Tarefas a fazer =>
**A)** Responda com base no excerto da entrevista a Ariano Suassuna:
(i) Em que dia a turma vai levar à cena o Auto da Compadecida?
(ii) De que escola são as alunas que fazem a entrevista?
(iii) Quantos anos passaram, segundo Marina, sem que as culturas portuguesa e brasileira deixassem de dialogar?
**B)** Devolva, sem qualquer alteração, o trecho do excerto da entrevista a Ariano Suassuna que vai desde "ensaio da entrevista" até "maiores escritores brasileiros.", ambos incluídos.

Excerto do texto =>
Equipa responsável:
Ariano Suassuna (1927-2014)
ensaio da entrevista no château (11-12-2014) |
Ariano
Suassuna, da advocacia à literatura
Beatriz:
Olá Ariano Suassuna! Somos
alunas da Secção Portuguesa do Liceu Internacional de Saint-Germain-en-Laye e
viemos ao Brasil entrevistá-lo. A nossa turma vai levar à cena o seu Auto da Compadecida no dia 30 de
janeiro de 2015. Depois de Gil Vicente, os alunos do 10º ano deste ano quiseram
mostrar ao público da Secção uma obra do século XX brasileiro que tem nítidas
influências do teatro português da época dos Descobrimentos.
Marina:
Passaram quinhentos anos e
as culturas portuguesa e brasileira continuam a dialogar e a influenciar-se
mutuamente. Por isso quisemos entrevistar um dos maiores escritores brasileiros.
Gostaríamos de saber um pouco mais sobre o senhor. Pode ser?

Itens guardados =>
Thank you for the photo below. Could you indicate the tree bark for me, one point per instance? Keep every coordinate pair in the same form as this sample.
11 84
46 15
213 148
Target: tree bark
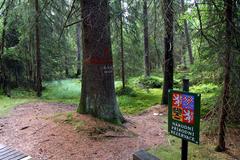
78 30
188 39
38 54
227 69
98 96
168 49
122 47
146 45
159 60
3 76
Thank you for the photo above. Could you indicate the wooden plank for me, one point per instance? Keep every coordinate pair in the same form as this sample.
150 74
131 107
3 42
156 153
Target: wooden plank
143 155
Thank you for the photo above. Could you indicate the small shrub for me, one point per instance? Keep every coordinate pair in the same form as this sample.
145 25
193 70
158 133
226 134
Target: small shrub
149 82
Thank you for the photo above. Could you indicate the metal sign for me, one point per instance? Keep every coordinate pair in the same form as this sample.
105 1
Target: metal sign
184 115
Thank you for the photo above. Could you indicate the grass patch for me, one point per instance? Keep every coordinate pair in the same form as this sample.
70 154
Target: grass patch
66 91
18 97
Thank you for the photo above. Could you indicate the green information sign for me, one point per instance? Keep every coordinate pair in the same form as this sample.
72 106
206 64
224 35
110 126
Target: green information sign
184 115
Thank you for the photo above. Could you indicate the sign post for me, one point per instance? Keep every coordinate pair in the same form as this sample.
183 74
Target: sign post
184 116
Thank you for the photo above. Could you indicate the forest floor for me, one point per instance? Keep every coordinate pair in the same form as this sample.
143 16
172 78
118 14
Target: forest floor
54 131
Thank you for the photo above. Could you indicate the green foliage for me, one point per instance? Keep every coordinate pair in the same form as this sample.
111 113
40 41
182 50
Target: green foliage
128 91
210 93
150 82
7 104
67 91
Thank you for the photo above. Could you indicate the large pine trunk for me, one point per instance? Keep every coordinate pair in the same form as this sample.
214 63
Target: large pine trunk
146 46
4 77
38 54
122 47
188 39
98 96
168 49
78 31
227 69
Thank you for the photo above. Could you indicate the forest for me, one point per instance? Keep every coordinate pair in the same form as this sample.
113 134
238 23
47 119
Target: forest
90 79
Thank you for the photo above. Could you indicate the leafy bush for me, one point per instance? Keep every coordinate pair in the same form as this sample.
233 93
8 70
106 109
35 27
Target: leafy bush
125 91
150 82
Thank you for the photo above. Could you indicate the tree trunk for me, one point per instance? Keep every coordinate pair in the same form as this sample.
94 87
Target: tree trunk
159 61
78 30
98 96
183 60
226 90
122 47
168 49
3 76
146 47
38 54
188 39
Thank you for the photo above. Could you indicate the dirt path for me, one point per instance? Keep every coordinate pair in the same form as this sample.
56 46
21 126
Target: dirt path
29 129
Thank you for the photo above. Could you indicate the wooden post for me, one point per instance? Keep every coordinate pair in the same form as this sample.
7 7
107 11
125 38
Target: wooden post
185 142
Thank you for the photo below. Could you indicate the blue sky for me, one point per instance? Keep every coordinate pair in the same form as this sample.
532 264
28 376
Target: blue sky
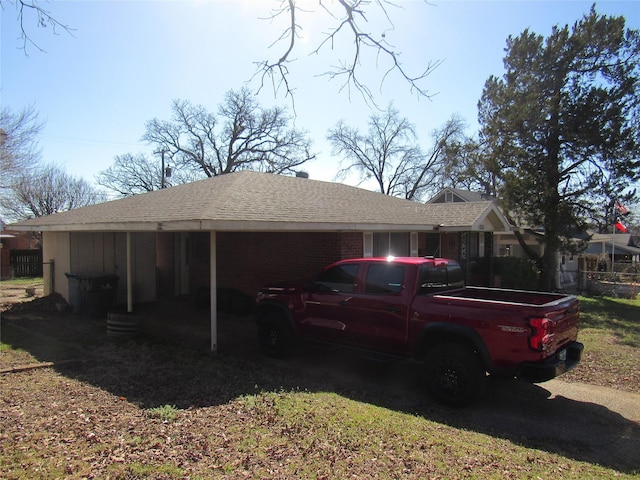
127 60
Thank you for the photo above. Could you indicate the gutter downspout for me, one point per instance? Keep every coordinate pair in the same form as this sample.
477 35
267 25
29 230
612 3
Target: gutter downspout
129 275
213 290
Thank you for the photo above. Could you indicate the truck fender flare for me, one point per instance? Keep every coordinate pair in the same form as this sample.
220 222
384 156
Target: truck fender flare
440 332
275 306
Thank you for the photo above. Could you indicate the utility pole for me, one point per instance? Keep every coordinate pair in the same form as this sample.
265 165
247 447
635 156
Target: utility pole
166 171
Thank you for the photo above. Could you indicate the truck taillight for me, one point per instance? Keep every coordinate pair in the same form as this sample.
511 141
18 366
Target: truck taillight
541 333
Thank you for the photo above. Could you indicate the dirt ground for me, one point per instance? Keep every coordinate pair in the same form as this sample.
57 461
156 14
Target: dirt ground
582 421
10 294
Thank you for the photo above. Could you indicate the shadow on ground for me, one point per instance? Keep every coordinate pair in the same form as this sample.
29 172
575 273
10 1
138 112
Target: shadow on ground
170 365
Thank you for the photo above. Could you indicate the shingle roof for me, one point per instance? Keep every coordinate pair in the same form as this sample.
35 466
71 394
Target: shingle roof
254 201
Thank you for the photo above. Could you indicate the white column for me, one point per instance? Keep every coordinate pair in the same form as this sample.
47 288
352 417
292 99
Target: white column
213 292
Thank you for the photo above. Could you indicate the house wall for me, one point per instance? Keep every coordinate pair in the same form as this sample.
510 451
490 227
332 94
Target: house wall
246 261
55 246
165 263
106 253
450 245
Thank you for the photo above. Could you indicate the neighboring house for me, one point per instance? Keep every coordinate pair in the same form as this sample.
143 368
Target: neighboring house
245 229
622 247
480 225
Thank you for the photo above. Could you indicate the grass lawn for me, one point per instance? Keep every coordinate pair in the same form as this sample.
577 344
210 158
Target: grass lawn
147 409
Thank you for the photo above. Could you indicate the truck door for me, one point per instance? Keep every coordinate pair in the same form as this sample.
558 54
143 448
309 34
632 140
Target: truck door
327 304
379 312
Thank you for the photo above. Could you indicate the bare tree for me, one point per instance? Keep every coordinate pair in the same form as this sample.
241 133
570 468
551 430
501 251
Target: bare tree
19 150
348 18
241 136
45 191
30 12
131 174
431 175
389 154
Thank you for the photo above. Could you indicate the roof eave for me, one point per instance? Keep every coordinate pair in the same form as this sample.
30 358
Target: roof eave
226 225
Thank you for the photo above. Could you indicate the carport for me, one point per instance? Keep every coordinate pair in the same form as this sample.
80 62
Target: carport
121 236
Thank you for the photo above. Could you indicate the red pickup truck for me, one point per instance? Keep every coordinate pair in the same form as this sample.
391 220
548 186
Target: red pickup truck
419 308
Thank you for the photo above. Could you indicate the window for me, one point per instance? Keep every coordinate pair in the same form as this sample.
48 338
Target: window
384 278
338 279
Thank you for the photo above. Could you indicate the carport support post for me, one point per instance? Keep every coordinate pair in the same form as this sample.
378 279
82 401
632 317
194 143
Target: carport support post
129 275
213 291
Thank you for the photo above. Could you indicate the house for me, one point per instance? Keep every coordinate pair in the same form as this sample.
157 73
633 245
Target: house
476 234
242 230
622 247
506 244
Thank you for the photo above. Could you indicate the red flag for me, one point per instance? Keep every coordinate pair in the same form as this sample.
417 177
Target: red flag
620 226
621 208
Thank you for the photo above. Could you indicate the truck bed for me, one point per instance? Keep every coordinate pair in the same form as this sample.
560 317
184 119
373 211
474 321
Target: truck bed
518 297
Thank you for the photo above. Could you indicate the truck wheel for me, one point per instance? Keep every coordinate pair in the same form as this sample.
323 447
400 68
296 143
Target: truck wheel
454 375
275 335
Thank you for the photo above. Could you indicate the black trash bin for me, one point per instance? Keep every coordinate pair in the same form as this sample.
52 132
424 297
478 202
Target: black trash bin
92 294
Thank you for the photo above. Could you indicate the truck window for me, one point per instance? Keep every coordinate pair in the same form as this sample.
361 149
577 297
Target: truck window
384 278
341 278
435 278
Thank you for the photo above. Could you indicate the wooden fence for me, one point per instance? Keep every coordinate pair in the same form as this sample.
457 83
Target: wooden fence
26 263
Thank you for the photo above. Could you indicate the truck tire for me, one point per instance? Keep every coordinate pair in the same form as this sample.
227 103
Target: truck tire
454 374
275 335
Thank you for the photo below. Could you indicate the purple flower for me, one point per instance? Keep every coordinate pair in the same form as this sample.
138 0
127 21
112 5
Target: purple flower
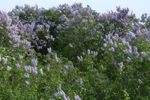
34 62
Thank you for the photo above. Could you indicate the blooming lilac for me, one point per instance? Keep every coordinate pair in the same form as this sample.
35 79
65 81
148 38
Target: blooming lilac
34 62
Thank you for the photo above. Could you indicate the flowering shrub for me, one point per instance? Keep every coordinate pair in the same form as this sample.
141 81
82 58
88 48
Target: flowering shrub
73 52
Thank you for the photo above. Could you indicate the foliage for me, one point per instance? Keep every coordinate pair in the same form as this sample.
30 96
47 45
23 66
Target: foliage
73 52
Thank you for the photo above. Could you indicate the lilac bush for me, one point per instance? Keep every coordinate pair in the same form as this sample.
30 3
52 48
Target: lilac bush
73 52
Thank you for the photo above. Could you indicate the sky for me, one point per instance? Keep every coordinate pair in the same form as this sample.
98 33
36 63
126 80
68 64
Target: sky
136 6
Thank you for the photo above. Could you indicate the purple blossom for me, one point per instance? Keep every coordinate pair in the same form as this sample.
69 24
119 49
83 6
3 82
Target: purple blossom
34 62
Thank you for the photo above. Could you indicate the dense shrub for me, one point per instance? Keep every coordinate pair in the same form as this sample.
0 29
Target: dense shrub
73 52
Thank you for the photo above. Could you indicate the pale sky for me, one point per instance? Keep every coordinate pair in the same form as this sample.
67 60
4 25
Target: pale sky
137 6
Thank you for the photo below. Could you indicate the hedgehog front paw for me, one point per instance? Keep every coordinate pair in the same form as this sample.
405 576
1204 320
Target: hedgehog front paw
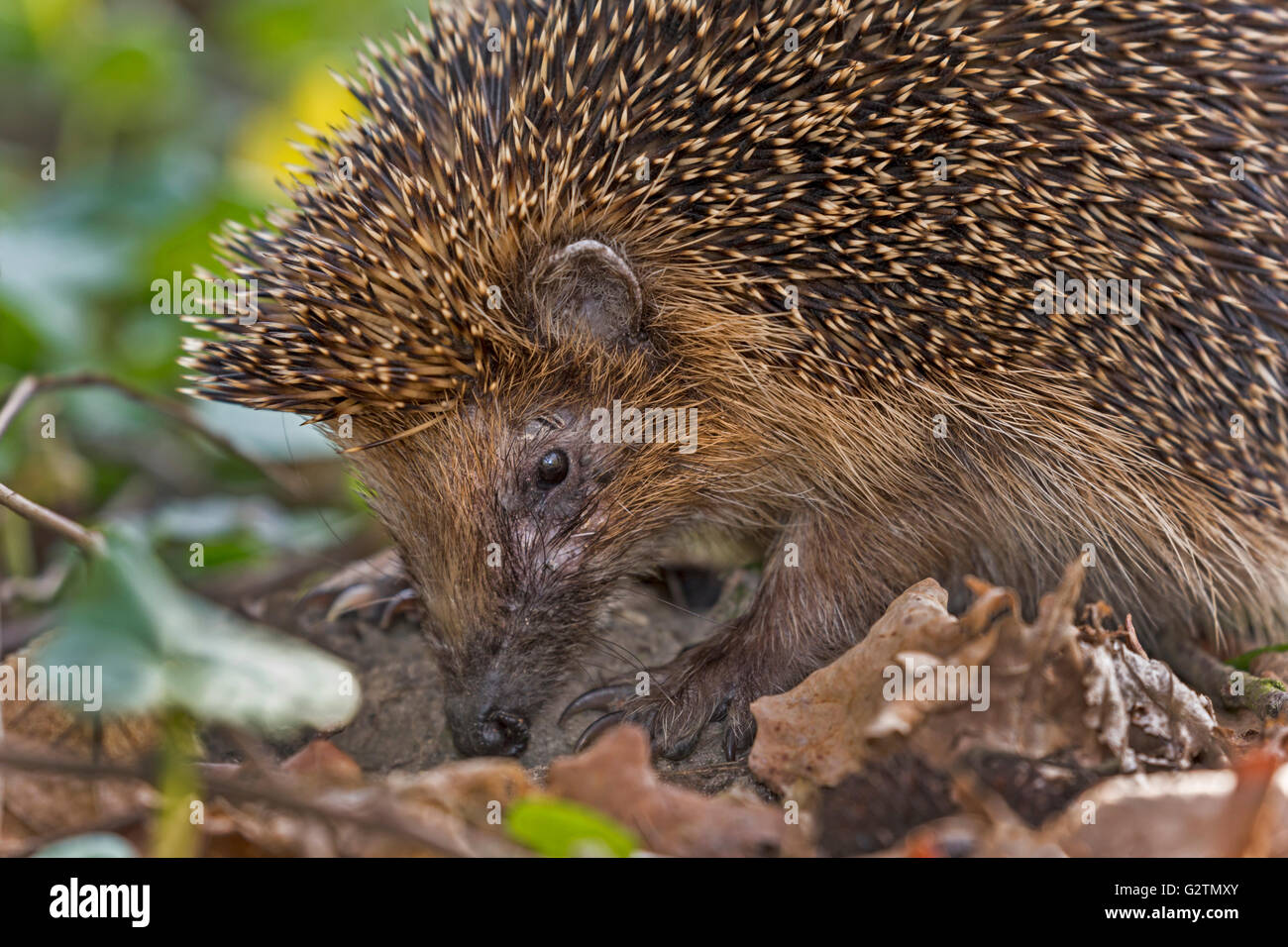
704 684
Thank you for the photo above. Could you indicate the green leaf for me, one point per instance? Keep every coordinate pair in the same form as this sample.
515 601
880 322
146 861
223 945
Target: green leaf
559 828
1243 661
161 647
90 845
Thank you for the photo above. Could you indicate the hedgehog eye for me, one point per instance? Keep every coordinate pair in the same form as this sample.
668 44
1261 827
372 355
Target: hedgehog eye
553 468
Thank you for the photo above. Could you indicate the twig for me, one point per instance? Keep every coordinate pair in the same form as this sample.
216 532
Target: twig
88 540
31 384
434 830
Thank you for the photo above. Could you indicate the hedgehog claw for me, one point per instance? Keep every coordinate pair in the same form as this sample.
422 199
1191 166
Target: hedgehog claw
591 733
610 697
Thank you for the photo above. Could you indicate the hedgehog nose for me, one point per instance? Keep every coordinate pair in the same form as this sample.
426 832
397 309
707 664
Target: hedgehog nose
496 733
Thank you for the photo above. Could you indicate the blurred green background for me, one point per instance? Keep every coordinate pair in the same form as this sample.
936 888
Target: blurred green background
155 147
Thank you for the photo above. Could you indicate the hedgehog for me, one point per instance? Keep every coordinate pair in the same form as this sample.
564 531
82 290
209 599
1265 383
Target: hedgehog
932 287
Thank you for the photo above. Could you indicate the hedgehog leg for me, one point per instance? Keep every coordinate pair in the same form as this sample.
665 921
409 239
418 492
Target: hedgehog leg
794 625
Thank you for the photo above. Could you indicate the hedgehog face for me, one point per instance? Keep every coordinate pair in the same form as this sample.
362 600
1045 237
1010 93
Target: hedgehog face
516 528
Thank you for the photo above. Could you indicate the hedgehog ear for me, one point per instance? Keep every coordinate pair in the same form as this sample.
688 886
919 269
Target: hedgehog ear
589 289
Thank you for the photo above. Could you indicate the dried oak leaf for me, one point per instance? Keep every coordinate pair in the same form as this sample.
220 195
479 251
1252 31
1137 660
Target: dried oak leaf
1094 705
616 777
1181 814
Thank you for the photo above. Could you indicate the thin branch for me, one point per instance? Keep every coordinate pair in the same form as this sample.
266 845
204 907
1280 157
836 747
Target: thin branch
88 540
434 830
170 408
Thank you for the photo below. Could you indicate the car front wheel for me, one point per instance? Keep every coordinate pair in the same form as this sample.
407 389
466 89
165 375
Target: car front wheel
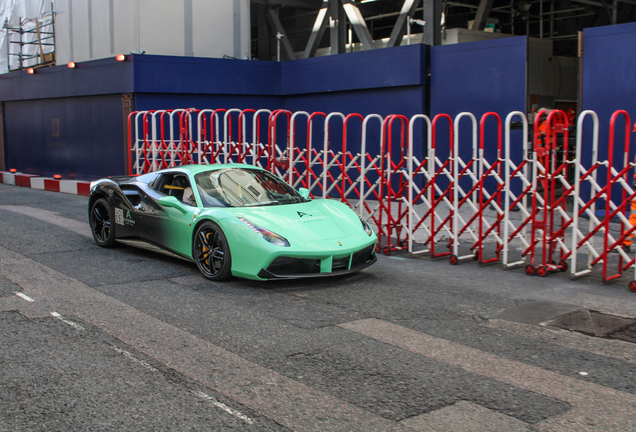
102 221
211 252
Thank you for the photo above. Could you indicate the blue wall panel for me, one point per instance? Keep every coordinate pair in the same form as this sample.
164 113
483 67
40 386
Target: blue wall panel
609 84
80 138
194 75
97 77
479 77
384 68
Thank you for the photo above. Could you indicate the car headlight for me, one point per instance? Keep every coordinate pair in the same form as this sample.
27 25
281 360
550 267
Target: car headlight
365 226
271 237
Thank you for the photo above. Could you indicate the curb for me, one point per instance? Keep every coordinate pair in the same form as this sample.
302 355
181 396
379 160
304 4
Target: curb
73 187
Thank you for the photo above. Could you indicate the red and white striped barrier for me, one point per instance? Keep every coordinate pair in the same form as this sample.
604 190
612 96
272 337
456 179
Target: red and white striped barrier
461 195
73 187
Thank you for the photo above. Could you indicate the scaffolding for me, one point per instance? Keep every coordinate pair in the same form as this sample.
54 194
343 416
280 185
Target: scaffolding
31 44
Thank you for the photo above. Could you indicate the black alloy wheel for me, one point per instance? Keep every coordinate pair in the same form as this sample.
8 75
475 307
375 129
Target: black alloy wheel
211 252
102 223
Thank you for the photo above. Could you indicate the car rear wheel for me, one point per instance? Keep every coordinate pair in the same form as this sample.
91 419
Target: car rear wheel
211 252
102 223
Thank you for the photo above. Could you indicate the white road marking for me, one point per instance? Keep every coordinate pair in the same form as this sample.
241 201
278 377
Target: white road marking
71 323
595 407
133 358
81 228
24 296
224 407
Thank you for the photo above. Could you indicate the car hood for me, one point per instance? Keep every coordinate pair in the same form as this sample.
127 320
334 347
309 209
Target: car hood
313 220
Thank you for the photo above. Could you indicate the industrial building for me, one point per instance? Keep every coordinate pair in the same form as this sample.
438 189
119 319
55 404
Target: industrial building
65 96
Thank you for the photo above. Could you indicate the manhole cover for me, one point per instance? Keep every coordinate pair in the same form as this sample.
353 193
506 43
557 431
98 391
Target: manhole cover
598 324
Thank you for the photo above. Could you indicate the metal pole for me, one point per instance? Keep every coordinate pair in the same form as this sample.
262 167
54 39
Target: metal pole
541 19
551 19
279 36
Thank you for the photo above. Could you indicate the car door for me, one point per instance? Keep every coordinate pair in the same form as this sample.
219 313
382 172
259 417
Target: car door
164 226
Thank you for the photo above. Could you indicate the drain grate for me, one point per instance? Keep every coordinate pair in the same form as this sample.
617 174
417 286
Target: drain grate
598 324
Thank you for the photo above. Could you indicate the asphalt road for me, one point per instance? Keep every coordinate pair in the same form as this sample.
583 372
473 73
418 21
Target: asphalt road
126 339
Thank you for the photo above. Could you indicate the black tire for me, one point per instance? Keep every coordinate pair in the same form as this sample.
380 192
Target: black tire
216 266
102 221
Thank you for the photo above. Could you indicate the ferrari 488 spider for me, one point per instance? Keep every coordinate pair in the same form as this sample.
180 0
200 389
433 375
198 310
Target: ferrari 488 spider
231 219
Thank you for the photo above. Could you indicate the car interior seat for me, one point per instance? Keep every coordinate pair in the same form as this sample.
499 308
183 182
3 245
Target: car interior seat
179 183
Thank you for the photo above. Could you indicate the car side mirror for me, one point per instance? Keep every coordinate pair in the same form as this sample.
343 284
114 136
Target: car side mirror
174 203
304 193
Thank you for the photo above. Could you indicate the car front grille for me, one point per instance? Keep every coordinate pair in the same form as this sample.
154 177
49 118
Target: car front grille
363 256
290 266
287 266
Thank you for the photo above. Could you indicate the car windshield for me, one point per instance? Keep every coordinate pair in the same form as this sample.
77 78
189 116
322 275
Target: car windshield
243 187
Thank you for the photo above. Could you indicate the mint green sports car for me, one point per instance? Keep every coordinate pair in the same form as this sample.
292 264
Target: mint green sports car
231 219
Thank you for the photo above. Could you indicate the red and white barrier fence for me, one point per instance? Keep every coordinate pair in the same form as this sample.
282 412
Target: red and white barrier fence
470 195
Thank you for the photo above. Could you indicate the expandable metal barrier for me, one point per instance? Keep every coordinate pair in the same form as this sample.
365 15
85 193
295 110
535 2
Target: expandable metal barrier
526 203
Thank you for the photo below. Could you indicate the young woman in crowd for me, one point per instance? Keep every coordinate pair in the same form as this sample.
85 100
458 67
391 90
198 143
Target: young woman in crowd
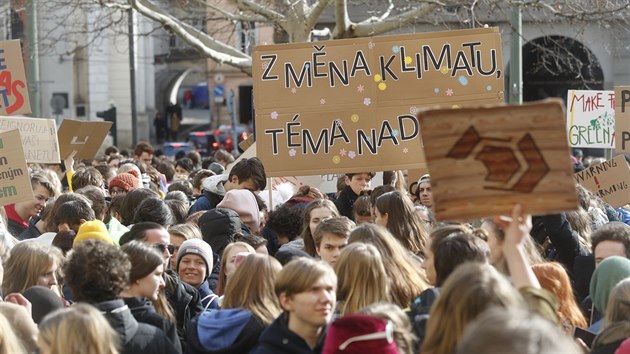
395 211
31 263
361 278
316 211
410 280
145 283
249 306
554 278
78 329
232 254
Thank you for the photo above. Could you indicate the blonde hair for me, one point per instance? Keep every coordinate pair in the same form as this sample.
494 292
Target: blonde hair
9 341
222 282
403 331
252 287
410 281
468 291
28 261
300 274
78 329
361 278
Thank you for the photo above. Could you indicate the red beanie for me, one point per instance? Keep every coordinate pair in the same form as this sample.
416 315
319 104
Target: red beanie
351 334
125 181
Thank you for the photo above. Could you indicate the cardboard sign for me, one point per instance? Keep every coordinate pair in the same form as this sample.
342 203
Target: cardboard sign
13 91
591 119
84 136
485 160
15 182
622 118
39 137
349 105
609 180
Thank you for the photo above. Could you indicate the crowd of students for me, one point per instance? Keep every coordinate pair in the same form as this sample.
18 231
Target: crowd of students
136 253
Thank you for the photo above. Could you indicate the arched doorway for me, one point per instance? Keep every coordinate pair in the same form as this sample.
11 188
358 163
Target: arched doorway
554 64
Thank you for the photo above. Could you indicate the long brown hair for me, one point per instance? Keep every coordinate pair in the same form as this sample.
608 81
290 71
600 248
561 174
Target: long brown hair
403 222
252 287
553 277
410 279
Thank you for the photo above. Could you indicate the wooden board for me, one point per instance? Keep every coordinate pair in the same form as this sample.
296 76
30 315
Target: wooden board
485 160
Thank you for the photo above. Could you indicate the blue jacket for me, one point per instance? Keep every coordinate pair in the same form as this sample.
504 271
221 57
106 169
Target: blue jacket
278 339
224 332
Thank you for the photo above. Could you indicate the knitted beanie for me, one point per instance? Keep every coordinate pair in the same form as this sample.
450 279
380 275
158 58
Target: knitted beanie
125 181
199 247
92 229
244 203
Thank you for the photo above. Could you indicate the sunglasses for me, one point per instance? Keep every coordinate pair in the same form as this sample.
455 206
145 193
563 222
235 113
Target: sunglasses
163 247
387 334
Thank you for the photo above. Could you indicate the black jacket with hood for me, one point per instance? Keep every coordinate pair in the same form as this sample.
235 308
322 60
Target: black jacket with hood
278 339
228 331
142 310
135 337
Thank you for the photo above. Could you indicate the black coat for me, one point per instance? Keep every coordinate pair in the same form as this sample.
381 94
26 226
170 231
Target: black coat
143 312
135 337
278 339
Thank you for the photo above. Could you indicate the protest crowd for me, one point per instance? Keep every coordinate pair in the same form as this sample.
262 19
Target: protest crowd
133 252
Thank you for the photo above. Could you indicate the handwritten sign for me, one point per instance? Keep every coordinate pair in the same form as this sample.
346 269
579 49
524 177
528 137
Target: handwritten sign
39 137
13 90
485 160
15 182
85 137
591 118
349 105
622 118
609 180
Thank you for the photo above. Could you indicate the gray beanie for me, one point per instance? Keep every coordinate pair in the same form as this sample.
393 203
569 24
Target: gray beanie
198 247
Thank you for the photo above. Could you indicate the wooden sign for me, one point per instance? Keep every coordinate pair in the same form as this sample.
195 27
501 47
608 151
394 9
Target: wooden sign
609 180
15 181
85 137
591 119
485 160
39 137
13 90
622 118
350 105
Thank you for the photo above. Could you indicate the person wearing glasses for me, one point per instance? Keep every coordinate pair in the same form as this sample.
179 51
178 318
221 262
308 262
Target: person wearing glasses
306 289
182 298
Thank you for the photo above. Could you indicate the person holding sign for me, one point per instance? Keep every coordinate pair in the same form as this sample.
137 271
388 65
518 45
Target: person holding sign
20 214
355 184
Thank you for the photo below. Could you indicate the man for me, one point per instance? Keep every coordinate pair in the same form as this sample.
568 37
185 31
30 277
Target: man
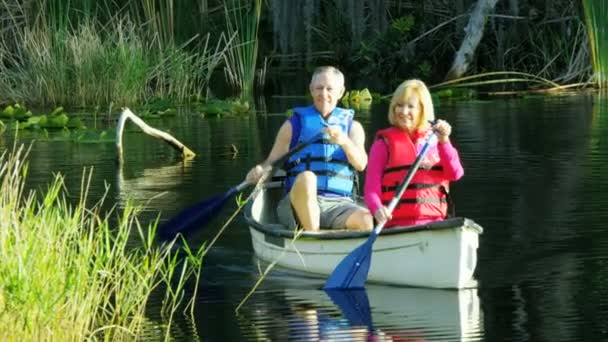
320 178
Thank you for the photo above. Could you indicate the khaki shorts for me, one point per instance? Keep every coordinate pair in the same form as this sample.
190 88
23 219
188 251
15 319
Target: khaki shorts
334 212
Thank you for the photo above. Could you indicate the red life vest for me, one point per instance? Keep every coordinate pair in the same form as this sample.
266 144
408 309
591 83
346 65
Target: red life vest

Resultados =>
**A)**
(i) No dia 30 de janeiro de 2015.
(ii) Da Secção Portuguesa do Liceu Internacional de Saint-Germain-en-Laye.
(iii) Quinhentos anos.

**B)**
ensaio da entrevista no château (11-12-2014) |
Ariano
Suassuna, da advocacia à literatura
Beatriz:
Olá Ariano Suassuna! Somos
alunas da Secção Portuguesa do Liceu Internacional de Saint-Germain-en-Laye e
viemos ao Brasil entrevistá-lo. A nossa turma vai levar à cena o seu Auto da Compadecida no dia 30 de
janeiro de 2015. Depois de Gil Vicente, os alunos do 10º ano deste ano quiseram
mostrar ao público da Secção uma obra do século XX brasileiro que tem nítidas
influências do teatro português da época dos Descobrimentos.
Marina:
Passaram quinhentos anos e
as culturas portuguesa e brasileira continuam a dialogar e a influenciar-se
mutuamente. Por isso quisemos entrevistar um dos maiores escritores brasileiros.